▸ Exercise
Type out the records again, exactly as they are.

╔══

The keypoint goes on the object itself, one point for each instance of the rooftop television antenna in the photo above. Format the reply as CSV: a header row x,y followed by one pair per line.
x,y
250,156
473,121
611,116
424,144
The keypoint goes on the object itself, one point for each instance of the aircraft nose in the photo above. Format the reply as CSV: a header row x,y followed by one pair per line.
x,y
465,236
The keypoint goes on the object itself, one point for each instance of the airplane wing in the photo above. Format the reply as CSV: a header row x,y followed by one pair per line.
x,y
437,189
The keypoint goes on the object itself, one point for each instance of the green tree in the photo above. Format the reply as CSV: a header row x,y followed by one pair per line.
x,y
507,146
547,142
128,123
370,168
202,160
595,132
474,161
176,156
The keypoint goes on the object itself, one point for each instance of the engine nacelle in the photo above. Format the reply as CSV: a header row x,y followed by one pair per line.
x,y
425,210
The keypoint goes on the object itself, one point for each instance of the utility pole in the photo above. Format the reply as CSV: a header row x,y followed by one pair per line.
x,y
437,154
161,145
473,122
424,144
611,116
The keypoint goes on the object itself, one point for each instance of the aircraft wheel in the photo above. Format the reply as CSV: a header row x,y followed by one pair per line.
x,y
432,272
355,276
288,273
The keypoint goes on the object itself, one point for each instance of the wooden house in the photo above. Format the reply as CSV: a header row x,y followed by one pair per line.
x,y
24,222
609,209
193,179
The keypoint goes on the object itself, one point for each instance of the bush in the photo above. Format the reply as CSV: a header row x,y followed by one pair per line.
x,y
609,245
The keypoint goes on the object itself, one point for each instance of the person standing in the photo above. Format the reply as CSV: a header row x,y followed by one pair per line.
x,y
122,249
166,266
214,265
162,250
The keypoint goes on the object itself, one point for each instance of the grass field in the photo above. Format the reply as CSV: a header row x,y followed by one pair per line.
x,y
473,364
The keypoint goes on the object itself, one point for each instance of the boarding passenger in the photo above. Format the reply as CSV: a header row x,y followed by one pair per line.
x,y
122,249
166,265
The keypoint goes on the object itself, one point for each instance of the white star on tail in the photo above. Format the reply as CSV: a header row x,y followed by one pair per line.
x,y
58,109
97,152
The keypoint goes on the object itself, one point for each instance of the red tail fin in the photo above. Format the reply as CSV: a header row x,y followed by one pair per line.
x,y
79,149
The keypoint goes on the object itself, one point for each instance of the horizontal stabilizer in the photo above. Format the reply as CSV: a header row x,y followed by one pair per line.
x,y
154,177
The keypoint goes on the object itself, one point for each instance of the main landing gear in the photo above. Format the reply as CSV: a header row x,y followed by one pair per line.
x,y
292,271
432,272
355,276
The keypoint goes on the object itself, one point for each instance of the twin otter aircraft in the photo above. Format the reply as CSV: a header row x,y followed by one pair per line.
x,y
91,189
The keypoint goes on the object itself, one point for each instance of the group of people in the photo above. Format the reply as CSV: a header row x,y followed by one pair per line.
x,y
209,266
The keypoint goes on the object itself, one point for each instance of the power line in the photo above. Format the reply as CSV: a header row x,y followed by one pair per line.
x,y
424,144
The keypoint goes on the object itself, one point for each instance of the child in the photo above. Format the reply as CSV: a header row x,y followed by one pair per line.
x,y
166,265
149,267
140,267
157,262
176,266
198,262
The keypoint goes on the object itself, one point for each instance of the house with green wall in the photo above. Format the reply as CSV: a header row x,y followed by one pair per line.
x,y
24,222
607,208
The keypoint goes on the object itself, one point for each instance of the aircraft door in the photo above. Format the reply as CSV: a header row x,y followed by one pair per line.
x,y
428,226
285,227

╚══

▸ Worked solution
The keypoint goes on the object itself, one point for each instance of the rooftop television antenna in the photo above. Format the reply as CSV: a header row x,y followed by one pair per line.
x,y
250,156
473,121
611,116
424,144
The keypoint goes on the object itself, one point for each instance of the aircraft nose in the photo above. Format the reply as CSV: a header row x,y followed by one pair per line.
x,y
465,236
The keypoint goes on the object itself, one point for each instance of the airplane wing in the photo above. Format the reply as CSV: a header row x,y followed by one pair per line.
x,y
437,189
The keypoint goes on the object itself, one point for each instance of the green tree in the photo above. Format the reply as CSV: a header row x,y followed by one pair per line.
x,y
507,146
547,142
128,123
370,168
202,160
595,132
474,161
176,156
The keypoint goes on the object itself, one point for each instance of the engine nacelle in the photo above. Format the reply as CSV: a header row x,y followed by one pair per line.
x,y
425,210
The keypoint goes on the object itself, one point for each instance of the utility pole in the photo above. Format the reply as CSV: a header row x,y followed by one pair per line.
x,y
437,154
161,145
473,122
424,144
611,116
The keypoint goes on the object itself, one point for each instance of the aircraft wheel in the photo above. Format the reply as CSV: a header row x,y followed by one pair per line.
x,y
432,272
355,276
288,273
The keypoint goes on the object itself, one point for each instance of the wooden house in the photo above. Format the reply as CSV: a header row x,y followed by one pair per line.
x,y
24,222
609,209
193,179
The keypoint goes on the object itself, one point for each instance of the bush in the photo above. Format the reply as CSV: a header row x,y followed by one pair per line.
x,y
609,245
The keypoint goes on the object itself, one point for each instance of the person standing in the photo above. Format the reply as CSV: a header row x,y followed by one pair per line.
x,y
122,249
166,266
214,265
162,250
The keypoint goes on the object itself, one point for each instance of the grass field in the photo above. Format the reply as CSV: a header row x,y followed by one pair per line.
x,y
473,364
The keypoint goes on the object itself, one point for each instance of the boarding passenger in the photo above. Format the reply as CSV: a header row x,y followed by one pair per line.
x,y
122,249
166,265
The keypoint goes on the object itself, one point for each instance of the white star on tail in the photo above. Format the reply as CSV: a header row x,y followed by one pair per line.
x,y
58,109
97,152
The keypoint goes on the object itself, one point for each instance of the red tail fin in the photo above. Format the reply as CSV: a header row x,y followed by one pair per line.
x,y
79,149
The keypoint goes on the object itself, one point for each instance of the horizontal stabilizer in the photo above. Format the reply as CSV: a header row x,y followed by one pair per line.
x,y
154,177
The keypoint goes on the object itself, one point for each instance of the main landing gear in the photo above. Format the reply as CSV: a header row x,y followed by one pair per line.
x,y
292,271
432,272
355,276
The keypoint goes on the object itself, one point for each instance of the twin otter aircraft in the photo above. Format the reply as CSV: a header row x,y followed by one pair per line.
x,y
91,189
The keypoint goes on the object itself, one point for each instance of the group of people in the photo above. Format the reply as CSV: a header row x,y followed by one pair per line.
x,y
209,266
The keypoint goes on the object itself, one point for each instance of the power line in the photo above. Format the reply as CSV: a header row x,y followed by one pair per line.
x,y
424,144
The keypoint goes on the object itself, one point for each instance of the child in the photo above. Format the reply as CSV: a header row x,y followed by one pair per line.
x,y
166,265
149,267
140,267
157,262
176,266
198,262
The keypoint goes on the object itself, one point for each instance of the house with green wall in the photo above. Format the reply as CSV: a header row x,y followed by one pair per line.
x,y
24,222
607,208
The keypoint goes on the object itself, one point for each instance of the aircraft door in the photo above. Format the reply as CSV: a header row x,y followed by one pair per line.
x,y
428,226
285,227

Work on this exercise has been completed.